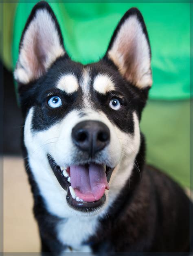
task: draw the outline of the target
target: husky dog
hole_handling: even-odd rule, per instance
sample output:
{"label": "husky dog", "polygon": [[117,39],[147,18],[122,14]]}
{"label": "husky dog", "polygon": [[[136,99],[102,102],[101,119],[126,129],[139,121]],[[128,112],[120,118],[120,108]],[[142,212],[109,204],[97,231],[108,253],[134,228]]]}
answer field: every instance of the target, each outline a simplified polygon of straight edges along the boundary
{"label": "husky dog", "polygon": [[145,164],[139,123],[151,55],[136,8],[121,19],[104,57],[85,65],[67,53],[48,4],[33,9],[14,76],[42,252],[189,250],[189,199]]}

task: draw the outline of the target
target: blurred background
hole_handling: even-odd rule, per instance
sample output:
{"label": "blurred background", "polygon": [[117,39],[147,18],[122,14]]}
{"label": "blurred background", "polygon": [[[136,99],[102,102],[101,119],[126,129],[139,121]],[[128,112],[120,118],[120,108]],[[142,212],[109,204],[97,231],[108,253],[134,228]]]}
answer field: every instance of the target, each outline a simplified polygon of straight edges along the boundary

- - - -

= What is being asked =
Put each line of the material above into a Markdown table with two columns, Row and Line, numbering the rows and omitting blank lines. Leave the pictures out of the table.

= Result =
| Row | Line |
|---|---|
| 1 | task: draw the outline of the target |
| 2 | target: husky dog |
| 3 | hole_handling: even-odd rule, per instance |
| 4 | sample output: |
| 5 | {"label": "husky dog", "polygon": [[117,39],[147,18],[122,14]]} |
| 6 | {"label": "husky dog", "polygon": [[[136,99],[102,102],[101,119],[126,129],[139,121]],[[128,112],[120,118],[120,108]],[[142,212],[109,204],[97,231],[108,253],[134,228]]]} |
| 7 | answer field: every instance of the target, each outline a simplified polygon of straight edges along the boundary |
| 8 | {"label": "husky dog", "polygon": [[145,164],[139,123],[151,55],[136,8],[121,19],[104,57],[85,65],[67,53],[48,4],[33,9],[14,76],[42,252],[189,250],[189,199]]} |
| 9 | task: draw the outline of the target |
| 10 | target: blurred background |
| 11 | hole_handling: even-odd rule, per instance |
| 12 | sample output: |
| 13 | {"label": "blurred background", "polygon": [[117,39],[147,18],[122,14]]} |
| 14 | {"label": "blurred background", "polygon": [[[136,99],[102,102],[101,119],[126,129],[139,121]],[[128,112],[120,118],[120,108]],[[142,212],[109,204],[97,231],[108,253],[134,228]]]} |
| 15 | answer field: every instance of the target, each outline a simplified polygon of straight edges along the boundary |